*WHAT THIS TASK INVOLVES*
Format every line of the entries below as a numbered list, dropping any blank lines.

*Rows from a segmentation dataset*
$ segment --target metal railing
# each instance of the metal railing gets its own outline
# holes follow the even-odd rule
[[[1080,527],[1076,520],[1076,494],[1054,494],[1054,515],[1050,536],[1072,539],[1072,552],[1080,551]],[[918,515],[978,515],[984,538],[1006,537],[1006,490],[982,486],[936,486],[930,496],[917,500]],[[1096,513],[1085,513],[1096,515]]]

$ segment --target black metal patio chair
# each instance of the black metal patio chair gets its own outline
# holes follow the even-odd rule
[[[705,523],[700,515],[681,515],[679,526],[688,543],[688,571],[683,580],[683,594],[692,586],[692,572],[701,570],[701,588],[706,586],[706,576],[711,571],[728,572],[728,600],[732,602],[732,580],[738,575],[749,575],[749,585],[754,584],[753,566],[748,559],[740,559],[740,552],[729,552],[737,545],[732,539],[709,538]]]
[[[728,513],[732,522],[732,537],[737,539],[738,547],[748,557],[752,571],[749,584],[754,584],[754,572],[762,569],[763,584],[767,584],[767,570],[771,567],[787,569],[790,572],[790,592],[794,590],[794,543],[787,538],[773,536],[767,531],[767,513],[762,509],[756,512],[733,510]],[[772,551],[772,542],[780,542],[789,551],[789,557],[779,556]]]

*RESULT FOR THIS EXERCISE*
1. $ segment --target metal railing
2. # each instance of the metal railing gets its own outline
3. # holes follow the even-odd rule
4. [[[1080,527],[1076,520],[1076,494],[1054,494],[1054,515],[1050,536],[1072,539],[1072,552],[1080,551]],[[918,515],[978,515],[984,538],[1006,537],[1006,490],[982,486],[936,486],[930,496],[917,500]],[[1096,513],[1085,513],[1096,515]]]
5. $ segment --target black metal patio chair
6. # each instance of the black metal patio chair gets its own outline
7. # holes follow the even-odd rule
8. [[[705,523],[700,515],[681,515],[679,526],[688,543],[688,571],[683,580],[683,594],[692,586],[692,572],[701,570],[701,588],[706,586],[706,576],[711,571],[728,572],[728,600],[732,602],[732,580],[738,575],[749,575],[749,585],[754,584],[753,566],[748,559],[740,559],[740,552],[729,552],[737,545],[732,539],[709,538]]]
9. [[[728,513],[732,522],[732,537],[737,539],[738,547],[748,557],[752,571],[749,584],[754,584],[754,572],[762,569],[763,584],[767,584],[767,570],[771,567],[787,569],[790,572],[790,592],[794,590],[794,543],[787,538],[773,536],[767,531],[767,513],[762,509],[756,512],[733,510]],[[772,551],[772,542],[780,542],[789,551],[789,557],[779,556]]]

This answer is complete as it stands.